- Action item -
Return every line of the data below that includes the string "scattered".

(Stored data entries)
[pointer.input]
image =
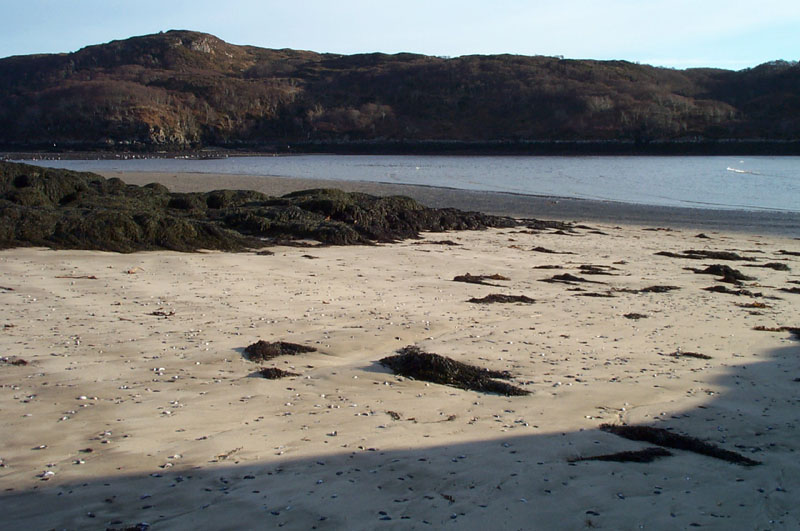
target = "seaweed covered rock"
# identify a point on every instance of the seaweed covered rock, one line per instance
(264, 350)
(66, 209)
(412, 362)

--

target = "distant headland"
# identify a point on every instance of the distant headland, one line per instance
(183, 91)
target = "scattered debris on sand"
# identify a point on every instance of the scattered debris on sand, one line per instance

- Your solution -
target = "scattered debris on sand"
# identify a point on every instance of the scattered debris on sand, one line per instance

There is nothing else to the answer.